━━━━━ PROVIDED DATA ━━━━━

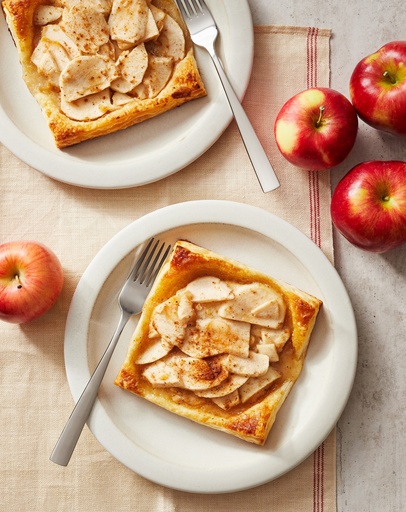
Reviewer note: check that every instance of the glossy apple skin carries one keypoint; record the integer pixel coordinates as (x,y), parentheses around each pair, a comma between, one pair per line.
(368,206)
(378,88)
(311,145)
(31,279)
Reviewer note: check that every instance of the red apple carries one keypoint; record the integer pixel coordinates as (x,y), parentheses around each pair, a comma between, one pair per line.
(378,88)
(316,129)
(368,206)
(31,279)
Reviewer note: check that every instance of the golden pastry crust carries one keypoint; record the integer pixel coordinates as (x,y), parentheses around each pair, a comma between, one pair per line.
(250,420)
(185,83)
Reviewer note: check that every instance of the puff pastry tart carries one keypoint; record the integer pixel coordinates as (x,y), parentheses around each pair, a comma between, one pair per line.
(98,66)
(219,343)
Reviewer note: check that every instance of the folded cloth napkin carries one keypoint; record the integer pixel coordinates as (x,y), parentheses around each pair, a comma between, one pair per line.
(76,223)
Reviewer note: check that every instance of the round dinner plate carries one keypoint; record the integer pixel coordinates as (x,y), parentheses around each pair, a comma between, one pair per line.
(171,450)
(143,153)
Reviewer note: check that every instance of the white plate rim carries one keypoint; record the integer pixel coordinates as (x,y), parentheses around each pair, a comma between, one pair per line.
(216,212)
(182,148)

━━━━━

Please repeat every record above exactly, leaving the pictures out.

Reviewer note: check that every instance of the glossy apple skin carries one keypoint; record the integer pixel coordinates as (x,y), parentheses around each pair, a comma between, one pair per line.
(368,206)
(378,88)
(311,145)
(31,279)
Reviewer note: check that every instance of the red apple carries one keypoint; record the integer pixel coordinates as (x,y), parentheses around each pair, a comma between, one pair per line.
(378,88)
(316,129)
(368,206)
(31,279)
Reviewer note: check that every instance of the golden pastry crust carries one keypoint; record the integer pixel coordinates as (x,y), parentheses around each pair, a comma between, one pair per line.
(250,420)
(185,83)
Reviewer note: check that every instance of the puff pastry tart carries one keypoint; record the integer pixel coordinates as (x,y), parentheses around each pair, a comma between, one pair per line.
(98,66)
(219,343)
Reviewer note: check that every instance of the folded cloth napkin carries one keypoint; record the integer pixel coordinates as (x,y), parentheses around each pair, a comma between, one pair per line.
(76,223)
Reviewer note: check that every instance of the round dinner plate carries one keypoint; record the integer pixel coordinates as (x,y), parentheses around each pair, a comma between, one pair per line.
(171,450)
(143,153)
Reviewer note: check that every instance of the white plate rim carries one keypoint; record the integer pixel coordinates as (x,y), parentheses around each pair, a comma between, one pair per line.
(216,212)
(182,148)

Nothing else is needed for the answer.